Problems to solve:
A – Answer these from the passage on global implications:
(i) Which two industrial economies does it name as facing difficulty growing fast enough to reverse their rising unemployment?
(ii) What name does it give to the process underlying regional growth and integration in East Asia?
(iii) Which two economies does it name as exceptions among the fast-growing East Asian economies that were major contributors to global demand?
B – Reproduce the passage on global implications word for word, everything from "These foundations of" down to "will be reduced.".
C – Pick up the passage on the global implications of the East Asian crisis after its last sentence and carry it forward.
*** Page
C. Global implications
The developing countries in Asia have become major actors in the global economy, playing a crucial role in generating global demand. A sharp decline in their growth rates and a reduction in their contribution to global demand will make it especially difficult for industrial economies, in particular Europe and Japan, to expand at rates needed to reverse the upward trend in their unemployment rates.
There can be little doubt that the crisis will have serious consequences for the regional growth dynamics and integration in East Asia. These are built on the so-called flying geese process, whereby countries at different levels of industrialization and development move together on the basis of a progressive upgrading of their industries. Intra-regional trade and investment both play a major role in this process by helping to locate production according to comparative advantages determined by relative levels of productivity and wages. A stable pattern of exchange rates throughout the region is absolutely essential for this process to be driven by the real economic forces of thrift and productivity.
These foundations of the flying geese process have been shaken by recent shifts in the exchange rates among the currencies of the region through what look like competitive devaluations. Currency instability causes unexpected shifts in the relative positions of individual countries, and creates considerable uncertainty regarding the competitiveness of various industries across the region, thereby undermining investment in tradeables, including intra-regional investment. If restrictive policies are pursued to restore stability, the overall speed of regional growth will be reduced.
Regarding the global impact of the crisis, there has been a certain degree of ambivalence. While on the one hand it is increasingly argued that we are now all living in a global village as a result of significantly increased integration of markets and interdependence of economies, it is at the same time maintained that the impact of the East Asian crisis on the global economy can be expected to be negligible since their share in global trade and production is small. However, greater realism appears to have started to influence the views of major international organizations, which have come to recognize that the global impact of the crisis will be serious, leading to a significant loss of growth, as much as even more than one percentage point from the baseline.
But what is less appreciated is that this is coming on top of existing imbalances in the world economy. Indeed, on the eve of the crisis, there was already a major inconsistency: virtually all major industrial countries except the US were expecting faster growth on the basis of increased exports, while the contribution of the US to global demand was expected to slow down. The surplus countries (Europe and Japan) were employing restrictive fiscal policies and attempting to increase their export surpluses to preserve growth. By contrast, with the notable exceptions of China and Taiwan Province of China, the fast-growing economies of East Asia were major contributors to global demand, running large deficits financed by private capital inflows. However, as the US and European interest rates had started to edge up, capital flows were expected to be diverted form developing countries, forcing them to cut their external deficits and hence contribution to global demand.
******
*** Stored data
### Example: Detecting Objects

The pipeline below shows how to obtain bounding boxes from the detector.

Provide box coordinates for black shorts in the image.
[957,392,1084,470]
******
Answers for this exercise:
A –
(i) Europe and Japan
(ii) The flying geese process
(iii) China and Taiwan Province of China

B –
These foundations of the flying geese process have been shaken by recent shifts in the exchange rates among the currencies of the region through what look like competitive devaluations. Currency instability causes unexpected shifts in the relative positions of individual countries, and creates considerable uncertainty regarding the competitiveness of various industries across the region, thereby undermining investment in tradeables, including intra-regional investment. If restrictive policies are pursued to restore stability, the overall speed of regional growth will be reduced.

C –
Perhaps the single positive contribution of the East Asian crisis is that it has halted the moves towards monetary restriction and higher interest rates in the US and Europe. This emerged when the crisis led to a global stock market break in October, and has been motivated primarily by concerns over the possible impact of higher interest rates on financial markets in industrial countries. Moreover, the slump in East Asia appears to have eased the preoccupation of central bankers with the risk of inflation, and has even raised some concerns about deflationary pressures.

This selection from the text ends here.